SELECTED PASSAGE:
Waqf donated to Dompet Dhuafa is handled through the Indonesian Waqf Fund. Dompet Dhuafa accepts waqf in various forms, including property and crops, as well as gold, silver, vehicles, and intellectual rights. The most common form of waqf bequeathed to the organization, however, is cash, which may be donated directly or through sharia banks. Contributors are provided a certificate in recognition of their bequests. Funds generated through the investment of waqf may be used for benefitting individuals, promoting social development, or improving community harmony.

Much of the focus of Dompet Dhuafa is economic empowerment, with the organization holding that the poor can best escape poverty not through traditional handouts but rather through grants, loans, training, and mentoring. Economic development is promoted through investment groups known as Baitul Mal wat Tamwil. Meanwhile, financial support is provided to orphans, which in 2013 represented the largest percentage of charitable spending, as well as victims of disasters. At the same time, Dompet Dhuafa has established several educational programmes, beginning with the Lembaga Pengembangan Insani (Personal Development Institution) in 2003. Since then, it has expanded its programmes to include scholarships, teacher education, and entrepreneurship training.

PROBLEM STATEMENT:
Reproduce part of the passage on Dompet Dhuafa, beginning at the words "Waqf donated to" and stopping after "improving community harmony.".

RECORD SET:
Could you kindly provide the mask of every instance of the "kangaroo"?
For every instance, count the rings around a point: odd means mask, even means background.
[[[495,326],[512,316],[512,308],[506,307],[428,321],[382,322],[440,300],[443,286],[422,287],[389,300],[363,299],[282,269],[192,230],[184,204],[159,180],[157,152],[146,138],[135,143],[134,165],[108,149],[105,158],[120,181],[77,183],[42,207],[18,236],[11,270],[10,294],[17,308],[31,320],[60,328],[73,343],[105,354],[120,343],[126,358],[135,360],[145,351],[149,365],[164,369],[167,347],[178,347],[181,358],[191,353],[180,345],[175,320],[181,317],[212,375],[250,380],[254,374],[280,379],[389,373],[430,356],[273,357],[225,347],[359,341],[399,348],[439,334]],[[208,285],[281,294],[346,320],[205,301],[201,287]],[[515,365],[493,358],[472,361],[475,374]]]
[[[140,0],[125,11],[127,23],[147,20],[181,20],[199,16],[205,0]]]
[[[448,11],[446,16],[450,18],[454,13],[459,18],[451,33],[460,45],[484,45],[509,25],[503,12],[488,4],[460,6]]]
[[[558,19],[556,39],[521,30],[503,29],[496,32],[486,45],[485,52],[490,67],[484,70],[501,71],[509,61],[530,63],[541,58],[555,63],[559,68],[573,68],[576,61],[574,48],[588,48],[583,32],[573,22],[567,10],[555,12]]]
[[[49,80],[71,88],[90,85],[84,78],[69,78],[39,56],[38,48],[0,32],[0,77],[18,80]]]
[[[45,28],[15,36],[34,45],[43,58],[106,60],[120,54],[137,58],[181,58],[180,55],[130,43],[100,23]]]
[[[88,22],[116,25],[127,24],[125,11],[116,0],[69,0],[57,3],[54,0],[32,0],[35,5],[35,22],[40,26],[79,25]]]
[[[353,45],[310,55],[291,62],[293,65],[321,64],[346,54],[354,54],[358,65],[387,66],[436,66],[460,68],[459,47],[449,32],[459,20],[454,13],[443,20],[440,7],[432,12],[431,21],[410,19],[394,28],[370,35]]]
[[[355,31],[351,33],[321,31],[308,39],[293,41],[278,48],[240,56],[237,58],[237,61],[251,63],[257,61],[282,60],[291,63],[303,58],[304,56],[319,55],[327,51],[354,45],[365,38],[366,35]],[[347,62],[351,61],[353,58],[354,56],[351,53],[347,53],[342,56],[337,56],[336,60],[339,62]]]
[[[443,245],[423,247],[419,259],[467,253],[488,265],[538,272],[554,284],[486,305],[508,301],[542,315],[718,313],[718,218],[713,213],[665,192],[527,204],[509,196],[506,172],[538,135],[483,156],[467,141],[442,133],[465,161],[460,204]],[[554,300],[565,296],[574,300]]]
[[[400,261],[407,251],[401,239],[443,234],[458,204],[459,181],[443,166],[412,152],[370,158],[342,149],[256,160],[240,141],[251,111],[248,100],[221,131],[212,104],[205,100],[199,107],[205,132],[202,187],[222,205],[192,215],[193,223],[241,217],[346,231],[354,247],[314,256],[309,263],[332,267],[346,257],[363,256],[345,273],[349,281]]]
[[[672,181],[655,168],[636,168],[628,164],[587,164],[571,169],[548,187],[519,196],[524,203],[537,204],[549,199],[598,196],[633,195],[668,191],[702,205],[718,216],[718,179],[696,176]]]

RESULT:
Waqf donated to Dompet Dhuafa is handled through the Indonesian Waqf Fund. Dompet Dhuafa accepts waqf in various forms, including property and crops, as well as gold, silver, vehicles, and intellectual rights. The most common form of waqf bequeathed to the organization, however, is cash, which may be donated directly or through sharia banks. Contributors are provided a certificate in recognition of their bequests. Funds generated through the investment of waqf may be used for benefitting individuals, promoting social development, or improving community harmony.